The records:

:::

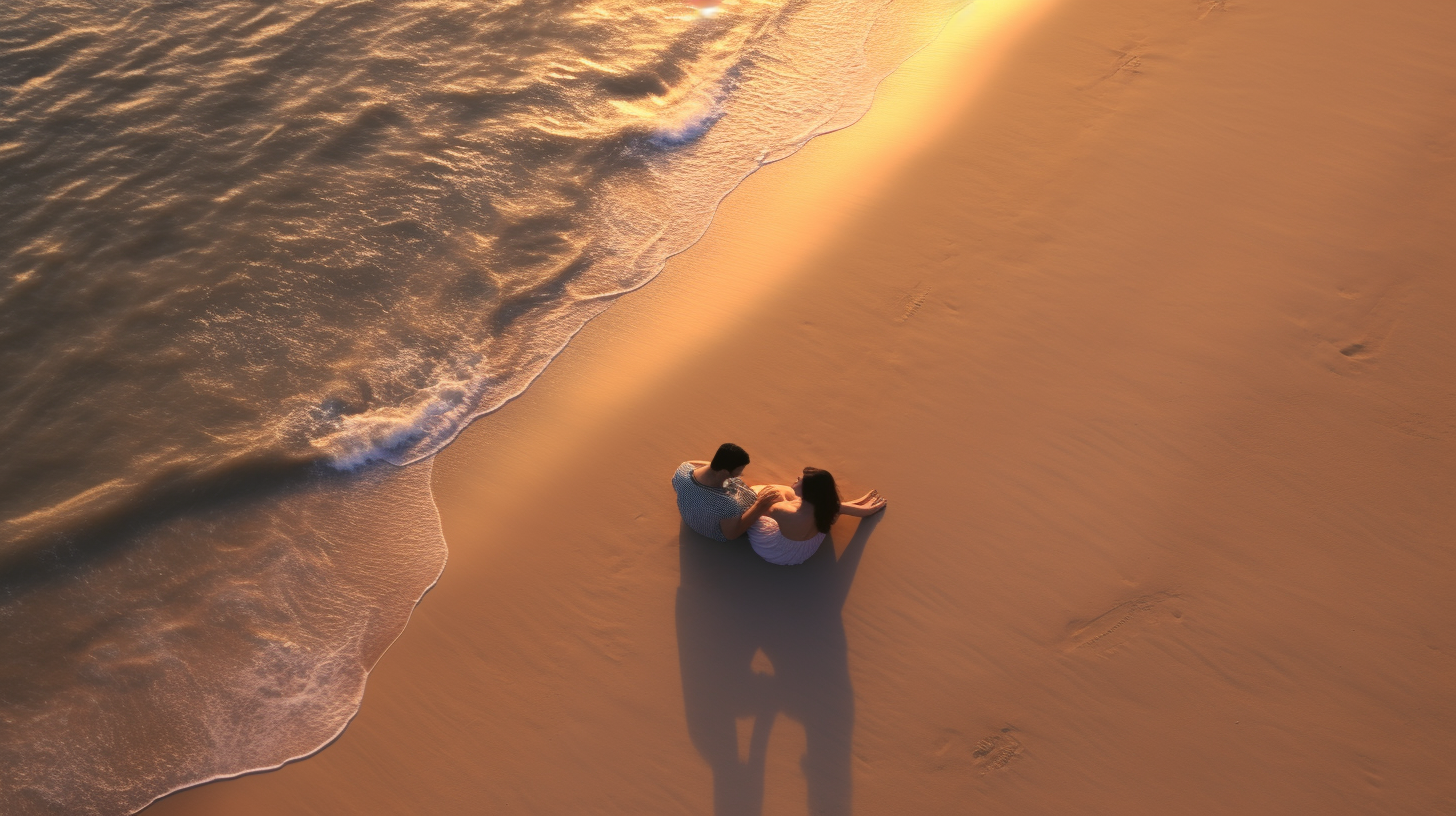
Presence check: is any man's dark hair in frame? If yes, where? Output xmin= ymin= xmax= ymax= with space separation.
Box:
xmin=708 ymin=442 xmax=748 ymax=472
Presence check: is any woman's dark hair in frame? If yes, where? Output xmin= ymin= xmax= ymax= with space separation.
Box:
xmin=708 ymin=442 xmax=748 ymax=471
xmin=799 ymin=468 xmax=839 ymax=533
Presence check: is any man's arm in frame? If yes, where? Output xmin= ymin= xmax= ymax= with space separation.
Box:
xmin=718 ymin=490 xmax=779 ymax=541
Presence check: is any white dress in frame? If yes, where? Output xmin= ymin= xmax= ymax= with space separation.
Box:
xmin=748 ymin=516 xmax=824 ymax=567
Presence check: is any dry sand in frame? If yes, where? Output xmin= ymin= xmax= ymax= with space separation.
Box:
xmin=147 ymin=0 xmax=1456 ymax=816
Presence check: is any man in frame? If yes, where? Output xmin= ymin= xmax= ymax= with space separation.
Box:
xmin=673 ymin=442 xmax=778 ymax=541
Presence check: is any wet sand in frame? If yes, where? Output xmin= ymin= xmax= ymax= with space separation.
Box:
xmin=147 ymin=0 xmax=1456 ymax=816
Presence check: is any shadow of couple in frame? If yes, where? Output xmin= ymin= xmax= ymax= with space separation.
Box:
xmin=677 ymin=516 xmax=879 ymax=816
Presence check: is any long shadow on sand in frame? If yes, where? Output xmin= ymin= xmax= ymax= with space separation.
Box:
xmin=677 ymin=517 xmax=878 ymax=816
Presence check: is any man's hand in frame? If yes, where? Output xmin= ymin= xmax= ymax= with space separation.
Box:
xmin=719 ymin=487 xmax=779 ymax=541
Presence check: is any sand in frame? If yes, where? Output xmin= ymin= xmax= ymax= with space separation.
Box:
xmin=147 ymin=0 xmax=1456 ymax=816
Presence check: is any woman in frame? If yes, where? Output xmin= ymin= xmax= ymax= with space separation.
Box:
xmin=748 ymin=468 xmax=885 ymax=565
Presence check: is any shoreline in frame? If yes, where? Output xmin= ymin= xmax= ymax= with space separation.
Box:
xmin=147 ymin=0 xmax=1456 ymax=816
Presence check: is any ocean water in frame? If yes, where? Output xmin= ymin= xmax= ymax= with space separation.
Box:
xmin=0 ymin=0 xmax=964 ymax=815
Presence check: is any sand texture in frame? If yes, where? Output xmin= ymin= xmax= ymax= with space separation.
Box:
xmin=147 ymin=0 xmax=1456 ymax=816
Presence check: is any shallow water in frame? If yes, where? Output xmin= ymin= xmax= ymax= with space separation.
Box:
xmin=0 ymin=0 xmax=960 ymax=813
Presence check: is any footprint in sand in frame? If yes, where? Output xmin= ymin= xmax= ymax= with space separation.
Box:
xmin=930 ymin=726 xmax=1022 ymax=774
xmin=897 ymin=289 xmax=930 ymax=323
xmin=971 ymin=726 xmax=1021 ymax=774
xmin=1067 ymin=592 xmax=1182 ymax=651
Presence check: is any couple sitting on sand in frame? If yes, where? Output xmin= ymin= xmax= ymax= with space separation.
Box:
xmin=673 ymin=442 xmax=885 ymax=564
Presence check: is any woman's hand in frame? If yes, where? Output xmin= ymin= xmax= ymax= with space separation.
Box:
xmin=839 ymin=490 xmax=888 ymax=519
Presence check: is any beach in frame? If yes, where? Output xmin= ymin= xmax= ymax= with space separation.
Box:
xmin=144 ymin=0 xmax=1456 ymax=816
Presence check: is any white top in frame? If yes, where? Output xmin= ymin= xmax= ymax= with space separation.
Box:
xmin=748 ymin=516 xmax=824 ymax=567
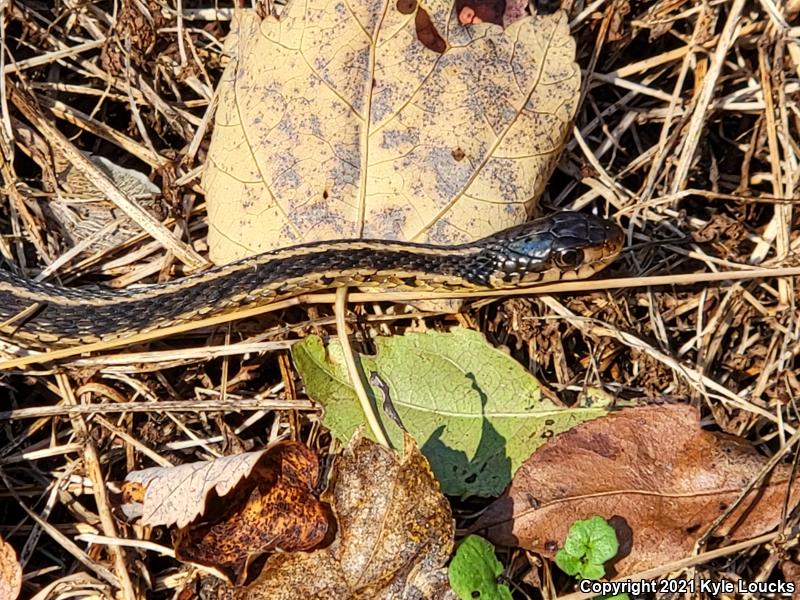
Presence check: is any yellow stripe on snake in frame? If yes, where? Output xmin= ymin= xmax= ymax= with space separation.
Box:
xmin=0 ymin=212 xmax=623 ymax=349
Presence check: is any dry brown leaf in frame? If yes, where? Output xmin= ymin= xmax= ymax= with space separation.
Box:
xmin=221 ymin=436 xmax=454 ymax=600
xmin=473 ymin=405 xmax=800 ymax=575
xmin=203 ymin=0 xmax=580 ymax=263
xmin=122 ymin=442 xmax=332 ymax=585
xmin=0 ymin=538 xmax=22 ymax=600
xmin=781 ymin=560 xmax=800 ymax=600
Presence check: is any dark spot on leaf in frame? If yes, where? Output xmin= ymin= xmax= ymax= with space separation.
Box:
xmin=414 ymin=8 xmax=447 ymax=54
xmin=456 ymin=0 xmax=506 ymax=25
xmin=397 ymin=0 xmax=417 ymax=15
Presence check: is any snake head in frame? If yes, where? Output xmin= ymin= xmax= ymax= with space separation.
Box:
xmin=472 ymin=212 xmax=624 ymax=289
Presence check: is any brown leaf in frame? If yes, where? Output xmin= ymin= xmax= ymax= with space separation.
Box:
xmin=473 ymin=405 xmax=800 ymax=575
xmin=0 ymin=538 xmax=22 ymax=600
xmin=781 ymin=560 xmax=800 ymax=600
xmin=122 ymin=442 xmax=331 ymax=585
xmin=221 ymin=436 xmax=454 ymax=600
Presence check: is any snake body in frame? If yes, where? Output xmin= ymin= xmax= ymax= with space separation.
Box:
xmin=0 ymin=212 xmax=623 ymax=348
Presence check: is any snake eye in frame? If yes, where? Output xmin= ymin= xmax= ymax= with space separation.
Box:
xmin=553 ymin=248 xmax=583 ymax=269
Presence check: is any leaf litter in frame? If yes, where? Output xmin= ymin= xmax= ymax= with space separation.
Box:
xmin=0 ymin=0 xmax=800 ymax=598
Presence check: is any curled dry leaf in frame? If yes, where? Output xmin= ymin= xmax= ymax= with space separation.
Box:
xmin=122 ymin=442 xmax=331 ymax=584
xmin=219 ymin=437 xmax=455 ymax=600
xmin=473 ymin=405 xmax=800 ymax=575
xmin=0 ymin=538 xmax=22 ymax=600
xmin=203 ymin=0 xmax=580 ymax=264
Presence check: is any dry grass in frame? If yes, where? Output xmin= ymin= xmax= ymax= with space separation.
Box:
xmin=0 ymin=0 xmax=800 ymax=599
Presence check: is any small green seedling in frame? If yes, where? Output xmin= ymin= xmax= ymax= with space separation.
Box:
xmin=556 ymin=517 xmax=629 ymax=600
xmin=447 ymin=535 xmax=512 ymax=600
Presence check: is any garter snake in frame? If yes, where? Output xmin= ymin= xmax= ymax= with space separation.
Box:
xmin=0 ymin=212 xmax=623 ymax=349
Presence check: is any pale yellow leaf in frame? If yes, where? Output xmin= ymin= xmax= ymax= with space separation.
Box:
xmin=203 ymin=0 xmax=579 ymax=263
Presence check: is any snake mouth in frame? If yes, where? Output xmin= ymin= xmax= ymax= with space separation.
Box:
xmin=478 ymin=212 xmax=624 ymax=289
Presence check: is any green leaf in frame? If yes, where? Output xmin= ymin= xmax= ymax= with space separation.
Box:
xmin=564 ymin=516 xmax=619 ymax=565
xmin=580 ymin=562 xmax=606 ymax=579
xmin=292 ymin=328 xmax=607 ymax=496
xmin=447 ymin=535 xmax=511 ymax=600
xmin=556 ymin=548 xmax=583 ymax=577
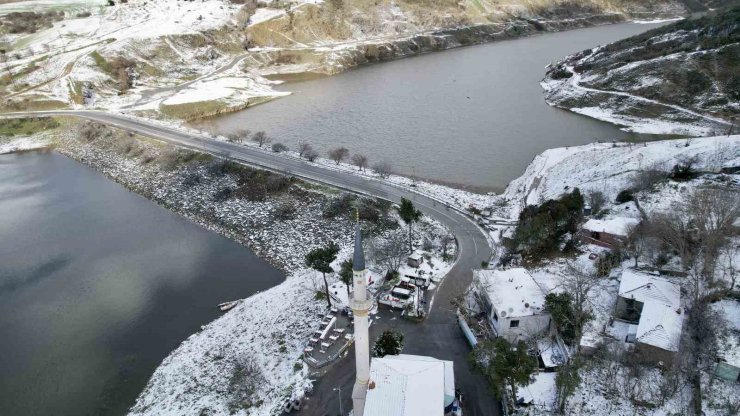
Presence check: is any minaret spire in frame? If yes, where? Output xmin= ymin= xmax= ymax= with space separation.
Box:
xmin=350 ymin=214 xmax=373 ymax=416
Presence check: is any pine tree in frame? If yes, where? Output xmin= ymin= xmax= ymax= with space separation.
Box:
xmin=398 ymin=198 xmax=421 ymax=252
xmin=373 ymin=329 xmax=403 ymax=357
xmin=306 ymin=243 xmax=339 ymax=308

:::

Written instruction: List every line of the records that contains the word "yellow".

Output:
Presence check: is any yellow stripe on snake in frame? If yes, where? Output xmin= ymin= xmax= ymax= with space separation.
Presence check: is any pale yellow leaf in frame? If yes, where? Output xmin= ymin= xmax= ymax= with space separation.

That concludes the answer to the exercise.